What to do → Please give back the listing below word for word, without the images.

The data →

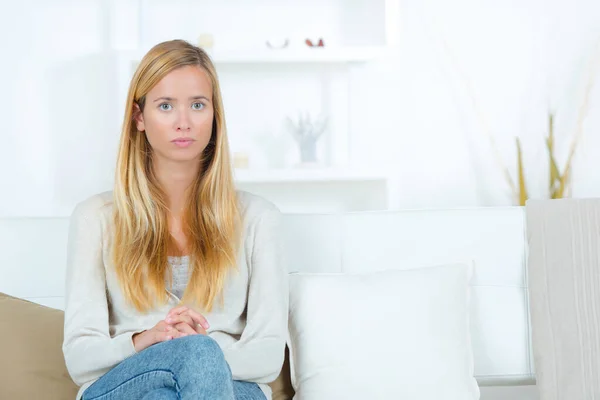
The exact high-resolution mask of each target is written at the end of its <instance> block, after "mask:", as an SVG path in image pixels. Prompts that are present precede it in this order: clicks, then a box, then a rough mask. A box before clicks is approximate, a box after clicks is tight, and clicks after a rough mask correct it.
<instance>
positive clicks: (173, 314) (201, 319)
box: [165, 306, 209, 336]
mask: <svg viewBox="0 0 600 400" xmlns="http://www.w3.org/2000/svg"><path fill="white" fill-rule="evenodd" d="M165 321H166V322H167V323H168V324H169V325H172V326H173V327H175V329H177V331H179V332H180V333H182V334H183V335H184V336H187V335H198V334H200V335H206V330H207V329H208V328H209V325H208V321H207V320H206V318H204V316H203V315H201V314H200V313H198V312H196V311H194V310H193V309H191V308H189V307H187V306H179V307H175V308H173V309H171V311H169V313H168V314H167V317H166V318H165Z"/></svg>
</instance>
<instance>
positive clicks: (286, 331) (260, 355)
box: [223, 206, 289, 383]
mask: <svg viewBox="0 0 600 400" xmlns="http://www.w3.org/2000/svg"><path fill="white" fill-rule="evenodd" d="M281 220H282V218H281V214H280V212H279V210H278V209H276V208H275V207H274V206H273V207H272V208H271V209H269V210H267V211H265V212H263V213H261V214H260V215H259V216H258V217H257V218H256V222H255V225H254V229H253V246H252V249H253V250H252V256H251V268H250V271H251V276H250V279H249V284H248V300H247V320H246V327H245V328H244V331H243V332H242V335H241V337H240V340H239V341H237V342H236V343H234V344H233V345H231V346H230V347H228V348H225V349H223V353H224V355H225V359H226V361H227V362H228V364H229V366H230V367H231V371H232V374H233V378H234V379H236V380H244V381H249V382H256V383H269V382H272V381H274V380H275V379H276V378H277V376H278V375H279V373H280V371H281V368H282V366H283V361H284V354H285V343H286V338H287V323H288V299H289V298H288V273H287V268H286V265H285V264H284V262H283V259H282V253H283V252H282V240H281V239H282V236H281V233H282V232H281Z"/></svg>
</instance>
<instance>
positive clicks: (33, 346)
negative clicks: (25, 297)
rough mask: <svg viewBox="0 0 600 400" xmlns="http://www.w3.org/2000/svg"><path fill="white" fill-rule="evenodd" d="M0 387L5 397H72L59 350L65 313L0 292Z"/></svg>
mask: <svg viewBox="0 0 600 400" xmlns="http://www.w3.org/2000/svg"><path fill="white" fill-rule="evenodd" d="M0 316H1V317H2V334H1V335H0V354H1V355H2V356H1V357H0V388H1V389H0V390H1V391H2V398H7V399H47V400H54V399H56V400H64V399H74V398H75V396H76V394H77V389H78V387H77V386H76V385H75V383H73V381H72V380H71V377H70V376H69V373H68V372H67V367H66V366H65V361H64V357H63V353H62V341H63V320H64V314H63V312H62V311H60V310H55V309H53V308H49V307H45V306H41V305H38V304H36V303H32V302H29V301H26V300H22V299H19V298H15V297H12V296H8V295H6V294H4V293H0Z"/></svg>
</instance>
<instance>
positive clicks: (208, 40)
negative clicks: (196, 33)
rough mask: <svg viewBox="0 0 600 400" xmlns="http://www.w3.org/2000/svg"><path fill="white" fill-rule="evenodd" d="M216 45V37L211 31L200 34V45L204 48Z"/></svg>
mask: <svg viewBox="0 0 600 400" xmlns="http://www.w3.org/2000/svg"><path fill="white" fill-rule="evenodd" d="M214 45H215V39H214V37H213V35H211V34H210V33H203V34H201V35H200V36H198V47H200V48H202V49H212V47H213V46H214Z"/></svg>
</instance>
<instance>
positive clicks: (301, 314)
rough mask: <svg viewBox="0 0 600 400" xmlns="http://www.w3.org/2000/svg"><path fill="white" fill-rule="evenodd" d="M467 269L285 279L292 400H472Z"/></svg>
mask: <svg viewBox="0 0 600 400" xmlns="http://www.w3.org/2000/svg"><path fill="white" fill-rule="evenodd" d="M470 277H471V268H470V266H469V265H463V264H456V265H444V266H437V267H429V268H418V269H412V270H406V271H399V270H393V271H391V270H389V271H382V272H375V273H364V274H342V273H340V274H318V273H317V274H313V273H299V274H291V275H290V327H289V334H290V339H289V345H290V360H291V363H290V365H291V375H292V383H293V387H294V389H295V390H296V397H295V398H297V399H299V400H302V399H307V400H319V399H338V398H339V399H345V400H354V399H357V400H358V399H411V400H439V399H445V400H475V399H478V398H479V389H478V386H477V382H476V381H475V379H474V377H473V355H472V350H471V343H470V336H469V300H468V298H469V281H470Z"/></svg>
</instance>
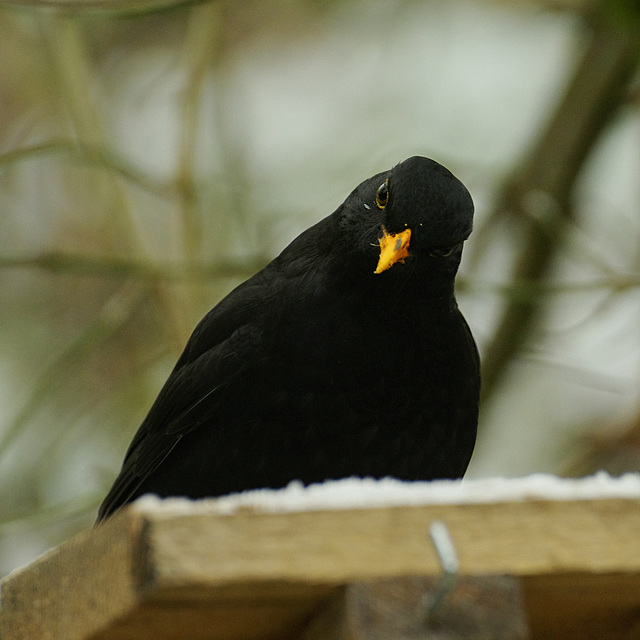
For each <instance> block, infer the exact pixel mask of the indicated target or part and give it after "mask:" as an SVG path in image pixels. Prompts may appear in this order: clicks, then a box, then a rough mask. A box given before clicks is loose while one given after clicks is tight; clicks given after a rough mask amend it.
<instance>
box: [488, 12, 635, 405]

Answer space →
The exact high-resolution mask of each target is written at the end of its <instance> block, after "mask:", as an SVG path in image pixels. Prompts that are present precede it in this order: clicks, then a box, then a rough mask. A box before clicks is approximate, a box after clicks is tight, and clicks after a rough mask correct it.
<instance>
positive clicks: (173, 314) (201, 319)
box: [165, 306, 209, 336]
mask: <svg viewBox="0 0 600 400" xmlns="http://www.w3.org/2000/svg"><path fill="white" fill-rule="evenodd" d="M165 321H166V322H167V323H168V324H169V325H172V326H173V327H175V329H177V331H179V332H180V333H182V334H183V335H184V336H187V335H198V334H200V335H206V330H207V329H208V328H209V325H208V321H207V320H206V318H204V316H203V315H201V314H200V313H198V312H196V311H194V310H193V309H191V308H189V307H187V306H179V307H175V308H173V309H171V311H169V313H168V314H167V317H166V318H165Z"/></svg>
</instance>
<instance>
positive clicks: (286, 331) (260, 355)
box: [223, 206, 289, 383]
mask: <svg viewBox="0 0 600 400" xmlns="http://www.w3.org/2000/svg"><path fill="white" fill-rule="evenodd" d="M281 220H282V218H281V214H280V212H279V210H278V209H276V208H275V207H274V206H273V207H272V208H271V209H269V210H267V211H265V212H263V213H261V214H260V215H259V216H258V217H257V218H256V222H255V225H254V229H253V246H252V249H253V250H252V256H251V268H250V271H251V276H250V279H249V284H248V300H247V320H246V327H245V328H244V331H243V332H242V335H241V337H240V340H239V341H237V342H236V343H234V344H233V345H231V346H230V347H228V348H225V349H223V353H224V355H225V359H226V361H227V362H228V364H229V366H230V367H231V371H232V374H233V378H234V379H236V380H244V381H249V382H256V383H269V382H272V381H274V380H275V379H276V378H277V376H278V375H279V373H280V371H281V368H282V366H283V361H284V354H285V343H286V338H287V323H288V299H289V298H288V273H287V268H286V265H285V264H284V262H283V259H282V253H283V252H282V240H281V239H282V236H281V233H282V232H281Z"/></svg>
</instance>
<instance>
positive clicks: (33, 346)
negative clicks: (25, 297)
rough mask: <svg viewBox="0 0 600 400" xmlns="http://www.w3.org/2000/svg"><path fill="white" fill-rule="evenodd" d="M0 387L5 397H72L59 350L65 313L0 292Z"/></svg>
mask: <svg viewBox="0 0 600 400" xmlns="http://www.w3.org/2000/svg"><path fill="white" fill-rule="evenodd" d="M0 316H1V317H2V334H1V335H0V354H1V355H2V356H1V357H0V388H1V389H0V390H1V391H2V398H7V399H47V400H54V399H56V400H64V399H74V398H75V396H76V394H77V389H78V387H77V386H76V385H75V383H73V381H72V380H71V377H70V376H69V373H68V372H67V367H66V366H65V361H64V357H63V353H62V341H63V320H64V314H63V312H62V311H60V310H55V309H53V308H49V307H45V306H41V305H38V304H36V303H32V302H29V301H26V300H22V299H19V298H15V297H12V296H8V295H6V294H4V293H0Z"/></svg>
</instance>
<instance>
positive clicks: (208, 40)
negative clicks: (196, 33)
rough mask: <svg viewBox="0 0 600 400" xmlns="http://www.w3.org/2000/svg"><path fill="white" fill-rule="evenodd" d="M216 45V37L211 31L200 34V45L204 48Z"/></svg>
mask: <svg viewBox="0 0 600 400" xmlns="http://www.w3.org/2000/svg"><path fill="white" fill-rule="evenodd" d="M214 45H215V39H214V37H213V35H211V34H210V33H203V34H201V35H200V36H198V47H200V48H202V49H212V47H213V46H214Z"/></svg>
</instance>
<instance>
positive clicks: (301, 314)
rough mask: <svg viewBox="0 0 600 400" xmlns="http://www.w3.org/2000/svg"><path fill="white" fill-rule="evenodd" d="M467 269L285 279L292 400H472Z"/></svg>
mask: <svg viewBox="0 0 600 400" xmlns="http://www.w3.org/2000/svg"><path fill="white" fill-rule="evenodd" d="M470 277H471V268H470V266H469V265H463V264H456V265H444V266H437V267H429V268H418V269H412V270H406V271H399V270H393V271H391V270H389V271H382V272H375V273H364V274H342V273H340V274H318V273H317V274H313V273H299V274H291V275H290V327H289V334H290V339H289V345H290V360H291V363H290V365H291V375H292V383H293V387H294V389H295V390H296V397H295V398H297V399H299V400H302V399H307V400H319V399H338V398H339V399H345V400H354V399H357V400H358V399H411V400H439V399H445V400H475V399H478V398H479V389H478V386H477V382H476V381H475V379H474V377H473V355H472V350H471V343H470V336H469V300H468V298H469V281H470Z"/></svg>
</instance>
For each <instance> block, infer the exact pixel mask of the indicated target or part and give it after "mask:" as an SVG path in image pixels. Prompts may appear in this order: clicks, then a box, then a rough mask. A box given before clicks is loose while one given after clicks is tight; clicks given after a rough mask amend it.
<instance>
box: [488, 12, 635, 405]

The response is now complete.